Supplied text:
================

The Supreme Judicial Court today ordered a lawyer for a man facing a variety of charges stemming from a 2013 robbery to give prosecutors a copy of the surveillance video used to ID the man for use during his trial.

The video allegedly shows Adnan Tahlil in a Brighton convenience store using an ATM card belonging to a man he and three other people allegedly beat and robbed in Brighton not long before. Police showed the victim the video and he picked out Tahlil and two other men with him as three of his four attackers.

The Suffolk County District Attorney's office made a copy of the video on a DVD for Tahlil's lawyer, then lost its own copy. The day before Tahlil's trial was due to start, prosecutors asked the lawyer to make them a copy. He refused and the case has been stalled for appeals ever since.

Tahlil's attorney argued that even if the video originally came from prosecutors, forcing him to hand over a copy would violate Tahlil's right against self-incrimination under the state constitution and would force the lawyer to testify as to the provenance of the video.

The trial judge who heard the case, and who denied a request from prosecutors to make the lawyer hand over a copy of the video, also said prosecutors were being ridiculously late in making their request the day before the trial was to start.

Prosecutors appealed to the SJC, where a single justice denied their request without comment and the DA's office then appealed that.

================

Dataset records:
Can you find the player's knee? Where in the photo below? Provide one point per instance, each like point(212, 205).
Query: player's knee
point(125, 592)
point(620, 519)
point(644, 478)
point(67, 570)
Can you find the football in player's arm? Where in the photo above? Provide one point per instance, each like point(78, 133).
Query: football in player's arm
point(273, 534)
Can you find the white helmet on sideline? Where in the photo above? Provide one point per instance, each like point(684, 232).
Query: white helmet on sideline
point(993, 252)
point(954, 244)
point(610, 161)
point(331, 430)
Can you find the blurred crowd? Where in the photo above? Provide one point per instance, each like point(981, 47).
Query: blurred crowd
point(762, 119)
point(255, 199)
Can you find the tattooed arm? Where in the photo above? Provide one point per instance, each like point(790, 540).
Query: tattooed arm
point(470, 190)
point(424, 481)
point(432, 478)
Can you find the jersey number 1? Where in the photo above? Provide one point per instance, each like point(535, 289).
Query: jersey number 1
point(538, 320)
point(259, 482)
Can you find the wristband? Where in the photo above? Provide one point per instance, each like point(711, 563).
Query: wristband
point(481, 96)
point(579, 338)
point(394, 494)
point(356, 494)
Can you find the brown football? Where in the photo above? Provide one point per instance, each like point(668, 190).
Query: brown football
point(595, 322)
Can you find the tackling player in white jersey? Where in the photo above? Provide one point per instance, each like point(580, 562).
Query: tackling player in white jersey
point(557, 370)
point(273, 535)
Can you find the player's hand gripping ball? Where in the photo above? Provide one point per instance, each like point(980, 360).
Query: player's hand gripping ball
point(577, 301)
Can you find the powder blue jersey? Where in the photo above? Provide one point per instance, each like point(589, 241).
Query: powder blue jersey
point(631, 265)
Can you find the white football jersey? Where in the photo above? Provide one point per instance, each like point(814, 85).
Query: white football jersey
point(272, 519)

================

Required actions:
• a. Using the article on the surveillance video, explain why Tahlil's lawyer refused to give prosecutors a copy of the video.
• b. Repeat word for word the part of the article on the surveillance video that opens with the words containing "The video allegedly" and closes with "of the video.".

Answers to each task:
• a. His lawyer argued that handing over a copy would violate Tahlil's right against self-incrimination under the state constitution. He also argued that it would force the lawyer to testify about where the video came from. He held this position even though the video originally came from prosecutors.

• b.
The video allegedly shows Adnan Tahlil in a Brighton convenience store using an ATM card belonging to a man he and three other people allegedly beat and robbed in Brighton not long before. Police showed the victim the video and he picked out Tahlil and two other men with him as three of his four attackers.

The Suffolk County District Attorney's office made a copy of the video on a DVD for Tahlil's lawyer, then lost its own copy. The day before Tahlil's trial was due to start, prosecutors asked the lawyer to make them a copy. He refused and the case has been stalled for appeals ever since.

Tahlil's attorney argued that even if the video originally came from prosecutors, forcing him to hand over a copy would violate Tahlil's right against self-incrimination under the state constitution and would force the lawyer to testify as to the provenance of the video.